* Requirements *
Report every line of the records below that contains the string "rose", copying each such line in full.

Stored data
══════════════════════════════

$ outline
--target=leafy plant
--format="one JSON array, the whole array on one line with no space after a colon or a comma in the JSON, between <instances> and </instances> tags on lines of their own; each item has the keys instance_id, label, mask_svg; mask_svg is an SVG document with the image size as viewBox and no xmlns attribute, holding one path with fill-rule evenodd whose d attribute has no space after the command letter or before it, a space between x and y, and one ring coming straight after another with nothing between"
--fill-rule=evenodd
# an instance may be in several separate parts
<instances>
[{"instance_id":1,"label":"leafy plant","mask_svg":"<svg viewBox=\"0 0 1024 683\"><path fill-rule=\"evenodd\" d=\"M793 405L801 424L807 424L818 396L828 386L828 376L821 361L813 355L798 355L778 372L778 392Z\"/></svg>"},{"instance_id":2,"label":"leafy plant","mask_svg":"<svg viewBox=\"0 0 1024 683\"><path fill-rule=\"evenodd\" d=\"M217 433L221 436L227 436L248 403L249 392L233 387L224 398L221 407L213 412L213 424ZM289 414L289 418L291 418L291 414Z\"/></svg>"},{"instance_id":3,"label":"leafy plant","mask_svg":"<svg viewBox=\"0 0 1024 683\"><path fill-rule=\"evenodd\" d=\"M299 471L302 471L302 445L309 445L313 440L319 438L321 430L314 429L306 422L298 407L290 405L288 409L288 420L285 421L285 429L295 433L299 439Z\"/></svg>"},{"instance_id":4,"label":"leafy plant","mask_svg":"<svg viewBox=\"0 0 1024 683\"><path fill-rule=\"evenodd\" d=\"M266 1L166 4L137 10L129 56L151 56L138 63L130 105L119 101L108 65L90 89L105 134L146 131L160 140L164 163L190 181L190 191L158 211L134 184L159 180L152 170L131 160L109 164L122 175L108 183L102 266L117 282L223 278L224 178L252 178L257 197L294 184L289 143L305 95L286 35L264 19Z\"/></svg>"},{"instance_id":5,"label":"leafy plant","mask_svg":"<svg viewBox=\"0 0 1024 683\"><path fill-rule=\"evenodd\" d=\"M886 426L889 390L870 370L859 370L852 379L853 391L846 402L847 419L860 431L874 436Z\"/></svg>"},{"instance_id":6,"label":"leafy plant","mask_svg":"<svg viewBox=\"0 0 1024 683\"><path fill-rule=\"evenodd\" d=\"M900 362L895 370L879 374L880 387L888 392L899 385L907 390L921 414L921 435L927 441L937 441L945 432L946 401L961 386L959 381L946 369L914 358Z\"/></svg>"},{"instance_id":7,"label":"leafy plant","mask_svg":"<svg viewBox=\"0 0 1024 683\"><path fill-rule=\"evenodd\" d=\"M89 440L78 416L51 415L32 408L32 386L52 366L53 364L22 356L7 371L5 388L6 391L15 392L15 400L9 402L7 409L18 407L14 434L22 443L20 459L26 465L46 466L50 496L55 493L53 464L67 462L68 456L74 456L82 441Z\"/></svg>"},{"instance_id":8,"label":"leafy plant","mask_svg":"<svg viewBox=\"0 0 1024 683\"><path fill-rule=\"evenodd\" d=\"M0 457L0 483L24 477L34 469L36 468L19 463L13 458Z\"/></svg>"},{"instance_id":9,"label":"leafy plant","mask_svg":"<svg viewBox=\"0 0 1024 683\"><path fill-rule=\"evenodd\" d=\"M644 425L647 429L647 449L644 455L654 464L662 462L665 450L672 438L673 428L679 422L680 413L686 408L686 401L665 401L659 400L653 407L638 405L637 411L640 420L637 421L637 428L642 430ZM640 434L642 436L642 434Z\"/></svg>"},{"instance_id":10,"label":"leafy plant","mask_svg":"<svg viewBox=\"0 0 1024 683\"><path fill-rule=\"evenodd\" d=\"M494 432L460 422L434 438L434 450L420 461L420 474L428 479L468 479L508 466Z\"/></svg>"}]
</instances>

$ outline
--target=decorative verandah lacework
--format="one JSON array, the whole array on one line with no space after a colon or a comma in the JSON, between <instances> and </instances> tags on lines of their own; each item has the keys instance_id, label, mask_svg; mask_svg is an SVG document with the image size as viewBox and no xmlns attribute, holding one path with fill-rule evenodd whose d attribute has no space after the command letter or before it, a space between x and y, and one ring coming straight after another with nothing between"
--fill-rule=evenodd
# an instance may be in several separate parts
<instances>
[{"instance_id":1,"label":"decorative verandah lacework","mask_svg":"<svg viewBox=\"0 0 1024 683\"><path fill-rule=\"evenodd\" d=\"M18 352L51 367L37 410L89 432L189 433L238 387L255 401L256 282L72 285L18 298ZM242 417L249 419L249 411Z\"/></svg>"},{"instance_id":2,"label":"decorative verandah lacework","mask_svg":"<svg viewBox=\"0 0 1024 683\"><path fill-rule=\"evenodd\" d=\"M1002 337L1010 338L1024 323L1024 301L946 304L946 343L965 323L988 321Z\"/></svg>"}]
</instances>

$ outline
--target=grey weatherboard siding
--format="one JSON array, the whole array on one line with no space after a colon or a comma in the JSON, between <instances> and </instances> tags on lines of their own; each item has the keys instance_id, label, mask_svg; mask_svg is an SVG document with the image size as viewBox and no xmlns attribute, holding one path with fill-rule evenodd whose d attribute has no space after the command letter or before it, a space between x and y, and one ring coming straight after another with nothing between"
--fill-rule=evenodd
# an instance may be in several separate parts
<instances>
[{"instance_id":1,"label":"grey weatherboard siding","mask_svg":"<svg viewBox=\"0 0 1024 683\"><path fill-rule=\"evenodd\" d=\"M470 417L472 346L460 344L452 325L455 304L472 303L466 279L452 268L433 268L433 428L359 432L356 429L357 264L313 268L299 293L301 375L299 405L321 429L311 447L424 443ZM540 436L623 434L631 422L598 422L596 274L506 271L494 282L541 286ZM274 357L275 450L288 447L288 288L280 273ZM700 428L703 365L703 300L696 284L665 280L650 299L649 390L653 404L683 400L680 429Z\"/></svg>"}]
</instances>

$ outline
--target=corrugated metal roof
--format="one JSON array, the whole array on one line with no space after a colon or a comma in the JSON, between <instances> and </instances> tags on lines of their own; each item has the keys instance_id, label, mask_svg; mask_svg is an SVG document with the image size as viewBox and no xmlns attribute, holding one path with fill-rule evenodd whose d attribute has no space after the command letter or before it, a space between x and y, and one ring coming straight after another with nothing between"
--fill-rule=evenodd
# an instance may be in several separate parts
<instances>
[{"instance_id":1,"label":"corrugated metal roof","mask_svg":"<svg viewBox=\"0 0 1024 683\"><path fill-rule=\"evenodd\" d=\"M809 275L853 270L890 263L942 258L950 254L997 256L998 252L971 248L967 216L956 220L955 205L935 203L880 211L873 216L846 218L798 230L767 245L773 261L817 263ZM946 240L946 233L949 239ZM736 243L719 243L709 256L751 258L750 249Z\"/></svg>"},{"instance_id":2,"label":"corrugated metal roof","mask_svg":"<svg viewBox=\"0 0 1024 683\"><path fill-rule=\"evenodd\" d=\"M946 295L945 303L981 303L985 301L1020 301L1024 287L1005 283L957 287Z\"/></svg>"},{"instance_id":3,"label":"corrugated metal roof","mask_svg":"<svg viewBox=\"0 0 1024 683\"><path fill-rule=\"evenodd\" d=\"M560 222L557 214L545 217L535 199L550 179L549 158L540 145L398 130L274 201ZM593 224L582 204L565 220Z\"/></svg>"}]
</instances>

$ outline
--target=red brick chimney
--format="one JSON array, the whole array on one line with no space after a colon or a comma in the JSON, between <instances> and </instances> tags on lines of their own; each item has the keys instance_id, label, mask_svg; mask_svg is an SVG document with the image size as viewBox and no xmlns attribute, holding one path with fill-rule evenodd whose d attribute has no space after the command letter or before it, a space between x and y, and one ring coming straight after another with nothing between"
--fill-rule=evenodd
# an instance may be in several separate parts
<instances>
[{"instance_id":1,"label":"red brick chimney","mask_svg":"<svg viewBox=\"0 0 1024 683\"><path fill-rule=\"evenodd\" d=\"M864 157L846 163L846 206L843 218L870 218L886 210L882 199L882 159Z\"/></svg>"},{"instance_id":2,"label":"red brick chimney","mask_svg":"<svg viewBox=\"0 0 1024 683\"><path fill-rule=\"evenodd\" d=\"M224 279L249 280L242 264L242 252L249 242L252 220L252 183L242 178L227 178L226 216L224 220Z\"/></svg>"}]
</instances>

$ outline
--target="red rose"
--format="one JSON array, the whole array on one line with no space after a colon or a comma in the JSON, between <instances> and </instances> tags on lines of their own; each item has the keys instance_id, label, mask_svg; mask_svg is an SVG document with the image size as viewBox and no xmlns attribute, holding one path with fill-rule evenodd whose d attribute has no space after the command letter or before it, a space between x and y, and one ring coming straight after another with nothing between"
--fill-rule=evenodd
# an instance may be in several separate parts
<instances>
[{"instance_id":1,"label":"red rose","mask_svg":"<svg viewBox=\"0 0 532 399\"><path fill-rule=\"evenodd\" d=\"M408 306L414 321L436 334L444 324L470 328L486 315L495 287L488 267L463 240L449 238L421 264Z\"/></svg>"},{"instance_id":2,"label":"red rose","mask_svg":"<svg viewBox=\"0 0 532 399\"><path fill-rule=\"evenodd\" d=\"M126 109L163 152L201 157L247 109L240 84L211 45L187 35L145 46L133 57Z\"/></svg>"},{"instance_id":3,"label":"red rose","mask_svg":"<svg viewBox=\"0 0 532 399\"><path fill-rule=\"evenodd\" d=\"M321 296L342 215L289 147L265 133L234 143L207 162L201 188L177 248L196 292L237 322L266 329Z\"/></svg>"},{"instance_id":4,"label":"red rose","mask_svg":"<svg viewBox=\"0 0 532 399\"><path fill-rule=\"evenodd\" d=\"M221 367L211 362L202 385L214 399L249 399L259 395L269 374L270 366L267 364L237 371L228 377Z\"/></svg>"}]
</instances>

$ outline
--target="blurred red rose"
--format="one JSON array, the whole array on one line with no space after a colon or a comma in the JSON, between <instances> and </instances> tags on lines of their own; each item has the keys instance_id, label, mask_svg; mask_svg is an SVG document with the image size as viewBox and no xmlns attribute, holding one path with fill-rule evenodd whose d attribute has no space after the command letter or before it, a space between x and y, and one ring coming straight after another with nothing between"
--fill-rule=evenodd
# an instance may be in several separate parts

══════════════════════════════

* Response *
--target="red rose"
[{"instance_id":1,"label":"red rose","mask_svg":"<svg viewBox=\"0 0 532 399\"><path fill-rule=\"evenodd\" d=\"M408 306L414 321L436 334L444 324L470 328L486 315L495 287L488 267L463 240L449 238L421 264Z\"/></svg>"},{"instance_id":2,"label":"red rose","mask_svg":"<svg viewBox=\"0 0 532 399\"><path fill-rule=\"evenodd\" d=\"M126 109L163 152L201 157L247 109L240 84L211 45L187 35L145 46L133 57Z\"/></svg>"},{"instance_id":3,"label":"red rose","mask_svg":"<svg viewBox=\"0 0 532 399\"><path fill-rule=\"evenodd\" d=\"M321 296L342 215L289 147L265 133L234 143L207 162L201 188L177 248L196 292L237 322L266 329Z\"/></svg>"},{"instance_id":4,"label":"red rose","mask_svg":"<svg viewBox=\"0 0 532 399\"><path fill-rule=\"evenodd\" d=\"M221 367L211 362L202 385L214 399L249 399L259 395L269 374L270 366L267 364L237 371L228 377Z\"/></svg>"}]
--target="blurred red rose"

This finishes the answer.